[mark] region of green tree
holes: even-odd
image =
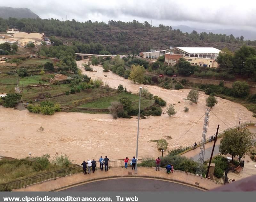
[[[245,81],[237,81],[233,83],[232,86],[233,93],[235,97],[243,97],[249,94],[249,85]]]
[[[44,67],[46,69],[48,69],[48,70],[51,70],[51,71],[53,71],[54,70],[53,64],[52,62],[47,62],[45,63],[44,65]]]
[[[19,76],[27,76],[28,74],[28,70],[25,68],[20,68],[17,69],[16,71]]]
[[[164,150],[167,149],[167,147],[169,143],[167,142],[166,140],[164,139],[160,139],[156,142],[156,146],[158,150],[161,151],[163,148]]]
[[[13,43],[11,46],[12,50],[15,51],[18,51],[18,45],[16,43]]]
[[[180,74],[187,76],[194,74],[195,67],[183,58],[179,59],[176,66]]]
[[[108,110],[110,113],[113,116],[113,119],[116,119],[119,116],[119,115],[123,113],[123,105],[120,102],[112,102],[110,106],[108,107]]]
[[[167,108],[166,112],[169,116],[170,117],[171,117],[172,115],[173,116],[177,112],[175,111],[175,110],[174,109],[174,105],[171,104],[170,105],[169,107]]]
[[[224,133],[219,150],[222,154],[232,155],[232,161],[236,156],[242,157],[253,146],[255,135],[247,128],[239,131],[231,129],[224,131]]]
[[[205,99],[206,105],[208,107],[211,107],[212,109],[215,104],[218,103],[217,99],[214,96],[210,95]]]
[[[14,107],[20,99],[21,95],[19,93],[10,93],[4,97],[4,103],[3,105],[6,107]]]
[[[34,48],[35,44],[34,44],[33,43],[29,43],[27,45],[27,47],[28,48]]]
[[[196,104],[197,104],[199,97],[199,92],[198,91],[191,90],[187,96],[187,99]]]
[[[129,79],[134,83],[137,82],[140,84],[144,81],[144,74],[145,72],[143,66],[133,65],[132,66],[132,71]]]
[[[124,91],[124,87],[121,84],[120,84],[117,87],[117,91],[119,92]]]

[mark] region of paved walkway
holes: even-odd
[[[196,191],[202,190],[184,184],[148,179],[115,179],[84,184],[62,191]]]
[[[249,129],[251,132],[256,133],[256,127],[253,126],[249,126],[246,127]],[[219,153],[219,147],[220,144],[220,140],[222,138],[217,138],[215,145],[215,148],[213,151],[213,156],[216,156]],[[254,138],[254,141],[256,141],[256,137]],[[213,141],[208,142],[205,144],[205,153],[204,154],[204,160],[207,160],[210,159],[212,147],[213,146]],[[195,150],[191,150],[186,153],[181,155],[181,156],[186,156],[188,158],[192,158],[194,161],[197,161],[199,156],[199,152],[200,151],[200,146],[197,146]]]
[[[128,169],[124,168],[115,168],[109,169],[107,172],[100,170],[95,171],[94,173],[84,175],[83,173],[78,173],[69,176],[57,178],[14,190],[16,191],[59,191],[71,187],[75,186],[86,183],[99,181],[113,178],[140,178],[161,180],[177,183],[208,190],[222,186],[209,180],[201,178],[198,176],[188,175],[186,173],[175,172],[167,175],[165,169],[156,171],[153,168],[140,167],[138,173],[135,174],[134,171],[130,167]],[[101,191],[98,189],[97,191]]]

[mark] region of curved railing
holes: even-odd
[[[145,167],[155,168],[156,162],[155,161],[148,160],[138,159],[138,167]],[[131,166],[129,163],[129,166]],[[175,168],[175,165],[173,165]],[[163,166],[164,165],[163,165]],[[111,169],[113,168],[124,167],[124,161],[121,159],[111,160],[108,162],[108,168]],[[99,162],[96,162],[96,170],[100,169]],[[161,170],[165,169],[163,167],[160,167]],[[180,170],[175,170],[175,172],[186,173],[188,175],[190,175],[197,176],[196,174],[196,170],[190,167],[184,167]],[[0,191],[10,191],[17,189],[20,189],[23,187],[26,187],[36,184],[41,184],[47,181],[52,180],[56,180],[56,179],[79,173],[83,172],[82,166],[77,165],[70,168],[68,168],[61,170],[56,170],[44,174],[42,174],[33,177],[26,178],[23,179],[12,182],[5,184],[0,184]],[[206,172],[204,172],[205,173]],[[213,173],[209,173],[210,178],[208,179],[215,182],[216,183],[223,184],[224,179],[222,177],[220,178],[216,177]],[[202,177],[204,178],[204,177]],[[229,179],[230,181],[230,180]]]

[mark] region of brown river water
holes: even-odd
[[[78,66],[81,68],[84,61],[77,62]],[[92,67],[96,71],[83,70],[83,73],[92,78],[100,78],[112,87],[116,88],[122,84],[133,93],[139,92],[140,85],[112,72],[103,72],[100,65]],[[171,118],[165,113],[161,116],[140,119],[139,157],[156,158],[161,155],[156,143],[150,142],[150,140],[166,139],[169,143],[169,149],[200,141],[204,117],[184,133],[204,114],[205,100],[208,96],[200,92],[197,104],[190,105],[189,101],[183,99],[186,97],[189,90],[147,87],[150,92],[162,97],[168,104],[176,104],[177,112]],[[218,124],[219,131],[221,131],[228,127],[226,125],[229,127],[238,125],[239,117],[242,119],[241,122],[256,120],[252,112],[242,105],[220,97],[217,99],[218,104],[212,111],[219,118],[210,112],[207,137],[216,133]],[[178,103],[179,101],[180,103]],[[183,111],[185,106],[189,108],[188,112]],[[163,111],[165,109],[164,108]],[[98,160],[101,155],[107,155],[110,159],[113,159],[126,156],[131,158],[136,155],[138,119],[135,117],[114,120],[109,114],[65,112],[49,116],[2,106],[0,106],[0,155],[20,158],[28,156],[31,152],[31,156],[48,153],[52,157],[56,152],[62,152],[68,155],[74,162],[81,163],[88,158]],[[37,131],[41,126],[44,131]],[[172,139],[167,138],[167,136]],[[165,152],[164,155],[166,154]]]

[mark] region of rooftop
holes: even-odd
[[[218,54],[220,50],[213,47],[177,47],[170,49],[170,50],[180,49],[188,54],[216,53]]]

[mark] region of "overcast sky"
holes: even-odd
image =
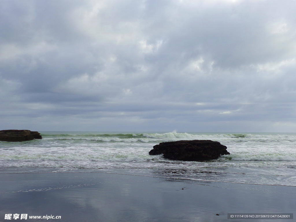
[[[0,5],[0,130],[296,132],[295,0]]]

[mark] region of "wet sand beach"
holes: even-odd
[[[228,219],[227,214],[292,213],[296,209],[295,187],[128,174],[0,174],[0,221],[242,221]],[[16,214],[27,218],[14,219]],[[12,219],[5,219],[9,214]],[[29,218],[38,215],[51,217]],[[60,218],[54,218],[57,216]]]

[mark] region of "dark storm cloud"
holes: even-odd
[[[295,1],[1,3],[2,128],[296,131]]]

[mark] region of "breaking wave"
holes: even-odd
[[[44,139],[86,140],[102,142],[167,142],[177,140],[209,139],[216,141],[243,142],[296,141],[296,135],[279,134],[252,133],[179,133],[174,131],[167,133],[89,133],[50,134],[42,133]]]

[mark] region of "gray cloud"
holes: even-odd
[[[296,131],[295,1],[2,3],[3,129]]]

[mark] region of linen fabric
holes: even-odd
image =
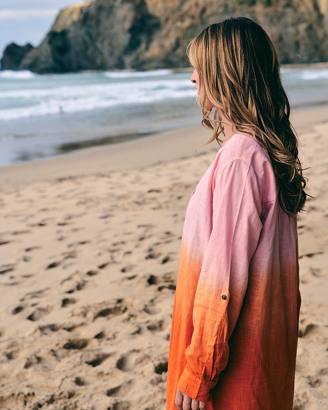
[[[187,207],[173,305],[166,409],[177,387],[210,410],[292,410],[301,298],[297,216],[268,153],[224,141]]]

Stated problem:
Please give the listing above as a Markdown table with the columns No. and Line. Leave out the blank lines and the pictures.

Complete answer:
| No. | Line |
|---|---|
| 1 | [mark] region of green tree |
| 2 | holes: even-odd |
| 3 | image = |
| 4 | [[[245,81],[237,81],[233,83],[232,86],[233,93],[235,97],[243,97],[249,94],[249,85]]] |
| 5 | [[[44,67],[46,69],[48,69],[48,70],[51,70],[51,71],[53,71],[54,70],[53,64],[52,62],[47,62],[45,63],[44,65]]] |
| 6 | [[[19,76],[27,76],[28,74],[28,70],[25,68],[20,68],[17,69],[16,71]]] |
| 7 | [[[164,150],[167,149],[167,147],[169,143],[167,142],[166,140],[164,139],[160,139],[156,142],[156,146],[158,150],[161,151],[163,148]]] |
| 8 | [[[13,43],[11,46],[12,50],[15,51],[18,51],[18,45],[16,43]]] |
| 9 | [[[180,74],[187,76],[194,74],[195,67],[183,58],[179,59],[176,66]]] |
| 10 | [[[108,110],[110,113],[113,116],[113,119],[116,119],[119,116],[119,115],[123,113],[123,105],[120,102],[112,102],[110,106],[108,107]]] |
| 11 | [[[167,108],[166,112],[169,116],[170,117],[171,117],[172,115],[173,116],[177,112],[175,111],[175,110],[174,109],[174,105],[171,104],[170,105],[169,107]]] |
| 12 | [[[224,133],[219,150],[222,154],[232,155],[232,161],[236,156],[242,157],[253,146],[255,135],[247,128],[239,131],[231,129],[224,131]]] |
| 13 | [[[205,99],[206,105],[208,107],[211,107],[212,109],[215,104],[218,103],[217,99],[214,96],[210,95]]] |
| 14 | [[[14,107],[20,99],[21,95],[19,93],[10,93],[4,97],[4,103],[3,105],[6,107]]] |
| 15 | [[[34,48],[35,44],[34,44],[33,43],[29,43],[27,45],[27,47],[28,48]]] |
| 16 | [[[196,104],[197,104],[199,97],[199,92],[198,91],[191,90],[187,96],[187,99]]] |
| 17 | [[[129,79],[134,83],[137,82],[140,84],[144,81],[144,74],[145,72],[143,66],[133,65],[132,66],[132,71]]] |
| 18 | [[[124,91],[124,87],[121,84],[120,84],[117,87],[117,91],[119,92]]] |
| 19 | [mark] region of paved walkway |
| 20 | holes: even-odd |
| 21 | [[[196,191],[202,190],[184,184],[148,179],[115,179],[84,184],[62,191]]] |
| 22 | [[[249,129],[251,132],[256,133],[256,127],[253,126],[249,126],[246,127]],[[219,153],[219,147],[220,144],[220,140],[222,138],[217,138],[215,145],[215,148],[213,151],[213,156],[216,156]],[[254,138],[254,141],[256,141],[256,137]],[[213,141],[208,142],[205,144],[205,153],[204,154],[204,160],[207,160],[210,159],[212,147],[213,146]],[[195,150],[191,150],[186,153],[181,155],[181,156],[186,156],[188,158],[192,158],[194,161],[197,161],[199,156],[199,152],[200,151],[200,146],[197,146]]] |
| 23 | [[[128,169],[124,168],[115,168],[109,169],[107,172],[100,170],[95,171],[94,173],[84,175],[83,173],[78,173],[69,176],[57,178],[14,190],[16,191],[59,191],[71,187],[75,186],[86,183],[99,181],[113,178],[140,178],[161,180],[177,183],[208,190],[222,186],[209,180],[201,178],[198,176],[188,175],[186,173],[175,172],[167,175],[165,169],[156,171],[153,168],[140,167],[138,173],[135,174],[134,171],[130,167]],[[101,191],[98,189],[97,191]]] |
| 24 | [mark] region of curved railing |
| 25 | holes: even-odd |
| 26 | [[[145,167],[155,168],[156,162],[155,161],[148,160],[138,159],[138,167]],[[131,166],[129,163],[129,166]],[[175,168],[175,165],[173,165]],[[163,166],[164,165],[163,165]],[[111,169],[113,168],[124,167],[124,161],[121,159],[111,160],[108,162],[108,168]],[[99,162],[96,162],[96,170],[100,169]],[[161,170],[165,169],[163,167],[160,167]],[[180,170],[175,170],[175,172],[186,173],[188,175],[190,175],[197,176],[196,174],[196,170],[190,167],[184,167]],[[0,191],[10,191],[17,189],[20,189],[23,187],[26,187],[36,184],[41,184],[47,181],[52,180],[56,180],[56,179],[79,173],[83,172],[82,166],[77,165],[70,168],[68,168],[61,170],[56,170],[44,174],[42,174],[33,177],[26,178],[23,179],[12,182],[5,184],[0,184]],[[206,172],[204,172],[205,173]],[[213,173],[209,173],[210,178],[208,179],[215,182],[216,183],[223,184],[224,179],[222,177],[220,178],[216,177]],[[202,177],[204,178],[204,177]],[[229,179],[230,181],[230,180]]] |
| 27 | [mark] region of brown river water |
| 28 | holes: even-odd |
| 29 | [[[78,66],[81,68],[84,61],[77,62]],[[92,67],[96,71],[83,70],[83,73],[92,78],[100,78],[112,87],[116,88],[122,84],[133,93],[139,92],[140,85],[112,72],[103,72],[100,65]],[[171,118],[165,113],[161,116],[140,119],[139,157],[156,158],[161,155],[156,143],[150,142],[150,140],[166,139],[169,143],[169,149],[200,141],[204,117],[184,133],[204,114],[205,100],[208,96],[200,92],[197,104],[190,105],[189,101],[183,99],[186,97],[189,90],[147,87],[150,92],[162,97],[168,104],[176,104],[177,112]],[[218,124],[219,131],[221,131],[228,127],[226,125],[229,127],[238,125],[239,117],[242,119],[241,122],[256,120],[252,112],[242,105],[220,97],[217,99],[218,104],[212,111],[219,118],[210,112],[207,137],[216,133]],[[178,103],[179,101],[180,103]],[[183,111],[185,106],[189,108],[188,112]],[[163,111],[165,109],[164,108]],[[98,160],[101,155],[107,155],[110,159],[113,159],[126,156],[131,158],[136,155],[138,119],[135,117],[114,120],[109,114],[65,112],[49,116],[2,106],[0,106],[0,155],[20,158],[28,156],[31,152],[31,156],[48,153],[52,157],[56,152],[62,152],[68,155],[74,162],[81,163],[88,158]],[[37,131],[41,126],[44,131]],[[172,139],[167,138],[167,136]],[[165,152],[164,155],[166,154]]] |
| 30 | [mark] region of rooftop |
| 31 | holes: even-odd |
| 32 | [[[218,54],[220,50],[213,47],[177,47],[170,49],[170,50],[180,49],[188,54],[216,53]]] |
| 33 | [mark] region of "overcast sky" |
| 34 | holes: even-odd |
| 35 | image = |
| 36 | [[[0,5],[0,130],[296,132],[295,0]]] |
| 37 | [mark] region of "wet sand beach" |
| 38 | holes: even-odd |
| 39 | [[[228,219],[227,214],[292,213],[296,209],[295,187],[128,174],[0,174],[0,221],[242,221]],[[16,214],[27,218],[14,219]],[[12,219],[5,219],[9,214]],[[29,218],[38,215],[51,217]],[[60,218],[54,218],[57,216]]] |
| 40 | [mark] region of "dark storm cloud" |
| 41 | holes: even-odd |
| 42 | [[[295,1],[1,3],[2,128],[296,131]]] |
| 43 | [mark] region of "breaking wave" |
| 44 | holes: even-odd |
| 45 | [[[44,139],[86,140],[102,142],[167,142],[177,140],[209,139],[216,141],[243,142],[296,141],[296,135],[279,134],[252,133],[179,133],[174,131],[167,133],[89,133],[50,134],[42,133]]] |
| 46 | [mark] region of "gray cloud" |
| 47 | holes: even-odd |
| 48 | [[[296,131],[295,1],[2,3],[3,129]]] |
| 49 | [mark] region of linen fabric |
| 50 | holes: even-odd |
| 51 | image = |
| 52 | [[[187,207],[173,305],[166,409],[177,387],[210,410],[292,410],[301,298],[297,216],[268,153],[224,141]]] |